▸ Selected extract:
--- --- ---

Tuesday, March 13, 2012

Realistic fiction#1- The Fault in Our Stars

It's a romantic love story. It's a story about the power of reading. It's about why we exist, is there an afterlife, why does it matter? And it is a book about teens living with cancer.
Hazel's diagnosis has been terminal from the beginning but a miracle drug has bought her a few more years. She is depressed and obsessed by a book titled The Imperial Affliction about a teen girl with cancer that ends mid sentence. One day she meets the very hot Augustus Waters at Cancer Kid Support Group. Gus has lost a leg to cancer but the odds of surviving his particular kind of cancer are pretty good, 80% to be exact. They connect. Deeply. Gus "spends" his Genie Foundation special wish on a trip for the two of them (and Hazel's mother) to Amsterdam to meet the author of The Imperial Affliction. They hope to find out what happened to the characters in the book after it ended. Was the Dutch Tulip Man good or a con man? Did he marry Anna's mother? What happened to Sisyphus the Hamster?

I know of no other book like this one. This book was especially meaningful to me because I have a niece who was diagnosed with cancer her sophomore year of college. She underwent a full year of horrible chemo and radiation. I am happy to report that she has been NEC (no evidence of cancer) for 2 years. John Green is one of her favorite authors. She told me about this book last summer pre-publication. He announced on the Internet that he would sign all 150,000 copies of the first print run of the book (the library copy I read is signed).

This is an incredible book. The dialogue is trademark John Green: intelligent, quick witted, and irreverent.  John Green is a young author who is incredibly hip. He won the Prinz Award for Looking for Alaska and his other books (Abundance of Katherines, Paper Towns, and Will Grayson, Will Grayson) are popular and have also won awards.

This book is for older teens. Only a brief introduction would be needed - something similar to the first paragraph. For many readers all you would need to say is "new book by John Green". 

Green, John. The Fault in Our Stars. Dutton, 2012. Prinz Award 2013? Got my vote.

--- --- ---

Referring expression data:
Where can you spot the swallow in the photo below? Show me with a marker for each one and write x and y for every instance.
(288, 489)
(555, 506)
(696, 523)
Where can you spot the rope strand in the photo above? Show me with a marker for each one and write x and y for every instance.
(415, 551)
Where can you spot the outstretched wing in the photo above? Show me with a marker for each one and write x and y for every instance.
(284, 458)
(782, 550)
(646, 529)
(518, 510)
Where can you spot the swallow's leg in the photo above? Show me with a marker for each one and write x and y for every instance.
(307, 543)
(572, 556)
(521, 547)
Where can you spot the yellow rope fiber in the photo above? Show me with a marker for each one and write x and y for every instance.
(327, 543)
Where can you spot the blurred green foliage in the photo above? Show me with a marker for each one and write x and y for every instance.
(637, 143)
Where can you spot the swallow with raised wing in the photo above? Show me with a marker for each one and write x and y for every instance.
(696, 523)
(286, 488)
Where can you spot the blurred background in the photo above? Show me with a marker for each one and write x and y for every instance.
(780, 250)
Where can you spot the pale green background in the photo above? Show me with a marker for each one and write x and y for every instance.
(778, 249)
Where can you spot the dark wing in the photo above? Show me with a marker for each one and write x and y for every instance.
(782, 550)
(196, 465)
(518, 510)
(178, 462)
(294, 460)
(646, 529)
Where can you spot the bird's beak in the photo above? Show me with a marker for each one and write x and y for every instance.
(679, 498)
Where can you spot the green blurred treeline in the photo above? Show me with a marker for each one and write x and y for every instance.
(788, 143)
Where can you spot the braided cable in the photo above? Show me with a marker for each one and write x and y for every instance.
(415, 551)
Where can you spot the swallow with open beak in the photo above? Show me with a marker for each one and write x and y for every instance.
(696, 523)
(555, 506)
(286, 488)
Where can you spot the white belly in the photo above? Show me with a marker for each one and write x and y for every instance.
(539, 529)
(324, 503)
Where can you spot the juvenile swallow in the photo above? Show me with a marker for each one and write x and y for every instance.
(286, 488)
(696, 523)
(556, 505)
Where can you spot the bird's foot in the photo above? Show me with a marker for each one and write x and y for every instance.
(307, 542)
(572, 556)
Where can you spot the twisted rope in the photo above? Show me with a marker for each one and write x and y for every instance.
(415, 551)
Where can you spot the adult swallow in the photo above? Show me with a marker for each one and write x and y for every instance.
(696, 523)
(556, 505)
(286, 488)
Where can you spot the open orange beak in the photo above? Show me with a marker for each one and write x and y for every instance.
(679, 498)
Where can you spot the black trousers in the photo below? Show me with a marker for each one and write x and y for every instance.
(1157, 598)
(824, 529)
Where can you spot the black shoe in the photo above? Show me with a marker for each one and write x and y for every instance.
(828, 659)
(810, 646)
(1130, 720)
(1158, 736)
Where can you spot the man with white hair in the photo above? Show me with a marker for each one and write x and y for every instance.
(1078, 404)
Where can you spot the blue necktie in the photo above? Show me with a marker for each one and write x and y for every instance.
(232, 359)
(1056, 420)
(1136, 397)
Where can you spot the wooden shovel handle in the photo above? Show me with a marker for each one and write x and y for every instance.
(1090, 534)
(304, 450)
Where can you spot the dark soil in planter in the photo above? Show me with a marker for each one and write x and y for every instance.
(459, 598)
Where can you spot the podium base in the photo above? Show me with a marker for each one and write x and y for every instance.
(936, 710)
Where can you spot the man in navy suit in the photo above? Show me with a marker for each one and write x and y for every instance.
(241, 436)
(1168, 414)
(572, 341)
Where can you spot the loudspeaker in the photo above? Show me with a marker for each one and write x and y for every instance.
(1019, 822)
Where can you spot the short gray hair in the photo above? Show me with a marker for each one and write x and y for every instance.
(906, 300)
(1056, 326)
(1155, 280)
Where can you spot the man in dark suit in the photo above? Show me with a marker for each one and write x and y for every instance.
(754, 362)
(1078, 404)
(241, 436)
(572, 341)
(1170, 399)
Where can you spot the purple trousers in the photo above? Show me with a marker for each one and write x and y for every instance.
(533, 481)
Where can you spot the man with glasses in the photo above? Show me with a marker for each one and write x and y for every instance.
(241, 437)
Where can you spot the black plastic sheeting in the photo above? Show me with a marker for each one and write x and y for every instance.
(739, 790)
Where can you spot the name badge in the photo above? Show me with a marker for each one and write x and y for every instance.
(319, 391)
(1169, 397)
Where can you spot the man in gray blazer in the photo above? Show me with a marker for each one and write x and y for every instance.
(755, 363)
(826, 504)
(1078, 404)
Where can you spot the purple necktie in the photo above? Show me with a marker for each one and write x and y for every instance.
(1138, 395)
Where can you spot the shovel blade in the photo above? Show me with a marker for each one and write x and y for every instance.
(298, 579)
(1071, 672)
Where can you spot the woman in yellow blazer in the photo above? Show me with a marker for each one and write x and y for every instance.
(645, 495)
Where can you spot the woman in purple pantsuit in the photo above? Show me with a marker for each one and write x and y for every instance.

--- --- ---

▸ Exercises to complete:
(A) Please answer these questions about the review of The Fault in Our Stars:
(i) What are the odds of surviving Gus's particular kind of cancer?
(ii) How many copies of the book's first print run did John Green say he would sign?
(iii) For which book did John Green win the Prinz Award?
(B) Return the part of the review of The Fault in Our Stars from "This book is" to "Got my vote.", copied word for word.

▸ Task-by-task answers:
(A)
(i) 80%
(ii) 150,000
(iii) Looking for Alaska

(B)
This book is for older teens. Only a brief introduction would be needed - something similar to the first paragraph. For many readers all you would need to say is "new book by John Green". 

Green, John. The Fault in Our Stars. Dutton, 2012. Prinz Award 2013? Got my vote.